## EXTRACTO

La escuadra de Galeras de España se unió en su actividad a las de Sicilia, Nápoles y Génova para conformar una flota mediterránea de galeras que se prestaban auxilio y apoyo mutuo cuando era necesario, y en las que las de España tenían una posición jerárquica sobre el resto. Desde sus inicios, la escuadra funcionó mediante un sistema de asientos -contratos- con armadores y contratistas privados que, bien se encargaban del sostenimiento de galeras propiedad de la Corona -la mayoría-, bien ponían sus naves al servicio del rey. A estos asentistas se les concedía el mando de la armada con el cargo de capitanes generales. Con el tiempo, las fuertes críticas y los problemas generados por el sistema de asientos llevaron a Felipe II emprender un proceso de centralización administrativa de la marina de guerra y convertir las Galeras de España en una verdadera flota o armada real, compuesta de barcos que, en su mayoría, debían pertenecer a la Monarquía, aunque posteriormente se recuperarían fórmulas de financiación y aprovisionamiento con asientos y factorías privadas, a partir del reinado de Felipe III. El resultado fue una flota permanente que, además de las actividades de carácter logístico relacionadas con el abastecimiento de los presidios y posesiones de la Monarquía en el Mediterráneo, participó también en algunas expediciones militares de envergadura, como las de Túnez (1535), Argel (1541), los Gelves (1560) la famosa batalla de Lepanto (1571), Argel (1601, 1605) y conquistas de Larache y la Mamora (1610, 1614).

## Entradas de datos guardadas
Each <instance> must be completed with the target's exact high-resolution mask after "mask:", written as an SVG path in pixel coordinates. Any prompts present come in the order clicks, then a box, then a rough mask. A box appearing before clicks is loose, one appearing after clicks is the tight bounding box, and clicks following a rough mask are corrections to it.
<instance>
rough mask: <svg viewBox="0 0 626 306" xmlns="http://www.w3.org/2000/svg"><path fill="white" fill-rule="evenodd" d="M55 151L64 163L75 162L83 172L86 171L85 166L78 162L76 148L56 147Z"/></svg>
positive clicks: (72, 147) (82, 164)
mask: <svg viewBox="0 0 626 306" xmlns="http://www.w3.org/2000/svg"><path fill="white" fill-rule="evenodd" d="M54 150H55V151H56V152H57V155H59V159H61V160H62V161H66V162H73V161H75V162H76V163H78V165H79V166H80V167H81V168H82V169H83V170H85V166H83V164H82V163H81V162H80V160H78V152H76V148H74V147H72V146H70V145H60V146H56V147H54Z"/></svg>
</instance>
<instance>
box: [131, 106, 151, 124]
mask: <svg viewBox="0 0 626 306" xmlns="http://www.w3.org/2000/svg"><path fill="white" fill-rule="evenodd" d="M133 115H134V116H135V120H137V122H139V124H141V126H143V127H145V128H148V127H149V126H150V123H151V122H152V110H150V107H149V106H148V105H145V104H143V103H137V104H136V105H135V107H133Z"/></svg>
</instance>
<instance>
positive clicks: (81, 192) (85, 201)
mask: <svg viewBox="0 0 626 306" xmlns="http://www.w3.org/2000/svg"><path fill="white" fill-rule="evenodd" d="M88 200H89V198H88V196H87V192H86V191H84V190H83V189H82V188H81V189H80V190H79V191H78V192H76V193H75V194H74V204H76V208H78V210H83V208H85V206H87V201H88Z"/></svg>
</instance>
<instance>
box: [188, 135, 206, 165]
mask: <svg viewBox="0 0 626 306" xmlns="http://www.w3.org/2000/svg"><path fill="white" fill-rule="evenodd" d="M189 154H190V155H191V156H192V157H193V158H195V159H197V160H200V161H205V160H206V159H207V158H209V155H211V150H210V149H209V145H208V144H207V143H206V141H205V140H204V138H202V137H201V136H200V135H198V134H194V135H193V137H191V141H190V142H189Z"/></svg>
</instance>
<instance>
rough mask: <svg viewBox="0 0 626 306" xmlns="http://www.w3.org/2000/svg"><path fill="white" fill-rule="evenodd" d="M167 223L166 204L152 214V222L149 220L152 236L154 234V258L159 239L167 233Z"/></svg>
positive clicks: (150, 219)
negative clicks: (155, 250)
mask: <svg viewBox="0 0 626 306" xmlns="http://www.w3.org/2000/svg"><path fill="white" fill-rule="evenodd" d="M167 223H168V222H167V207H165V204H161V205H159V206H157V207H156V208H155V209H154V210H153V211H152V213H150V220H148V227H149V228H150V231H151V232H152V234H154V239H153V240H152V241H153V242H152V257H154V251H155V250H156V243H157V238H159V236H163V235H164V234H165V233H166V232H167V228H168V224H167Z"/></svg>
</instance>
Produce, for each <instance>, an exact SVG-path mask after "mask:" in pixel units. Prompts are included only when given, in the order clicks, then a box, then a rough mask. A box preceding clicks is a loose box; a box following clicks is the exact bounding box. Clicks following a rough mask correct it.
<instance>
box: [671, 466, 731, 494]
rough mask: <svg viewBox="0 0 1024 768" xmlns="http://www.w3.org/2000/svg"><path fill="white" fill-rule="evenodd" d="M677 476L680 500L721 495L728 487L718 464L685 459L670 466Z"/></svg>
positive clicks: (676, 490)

## TAREAS REQUERIDAS
A. Responde estas preguntas a partir del extracto sobre las Galeras de España:
(i) ¿Con qué otras escuadras se unió la de Galeras de España para conformar una flota mediterránea?
(ii) ¿Qué cargo se concedía a los asentistas junto con el mando de la armada?
(iii) ¿En qué año tuvo lugar la batalla de Lepanto?
B. Reúne todas las líneas de los registros en las que aparezca la cadena "positive".

## TAREAS RESUELTAS
A.
(i) Con las de Sicilia, Nápoles y Génova.
(ii) El cargo de capitanes generales.
(iii) En 1571.

B.
positive clicks: (72, 147) (82, 164)
positive clicks: (81, 192) (85, 201)
positive clicks: (150, 219)
positive clicks: (676, 490)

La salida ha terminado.